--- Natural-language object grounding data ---

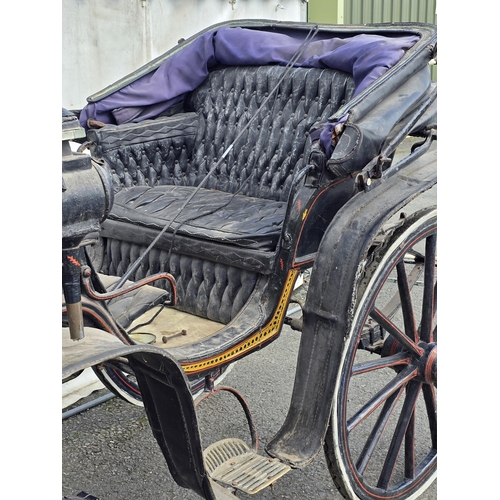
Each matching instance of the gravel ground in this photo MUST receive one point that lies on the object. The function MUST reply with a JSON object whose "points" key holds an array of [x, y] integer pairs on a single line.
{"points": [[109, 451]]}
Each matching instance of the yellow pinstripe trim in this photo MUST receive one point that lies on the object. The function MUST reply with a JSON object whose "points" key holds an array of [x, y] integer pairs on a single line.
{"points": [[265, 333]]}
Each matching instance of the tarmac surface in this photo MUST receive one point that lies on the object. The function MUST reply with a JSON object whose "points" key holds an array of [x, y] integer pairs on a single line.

--- Task statement ---
The result should be every entry, word for word, and no pictures.

--- Answer box ---
Each matching instance of the gravel ground in this photo MUST receive one point that lies on the object. The function MUST reply with a JSON object whose "points" key holds an array of [x, y] integer pairs on a single line.
{"points": [[109, 451]]}
Each matching instance of the yellow pinstripe trim in this photo MUST receive one point that lies on the object. The function MUST reply with a JSON object whose "points" key holds an array of [x, y] integer pairs on a single line.
{"points": [[265, 333]]}
Each matching instance of the tarmac surface in this photo MUST receive one point that lies on the object. The function MUST reply with a JSON object whose "points" key holds an array of [x, y] integer pairs on a single line.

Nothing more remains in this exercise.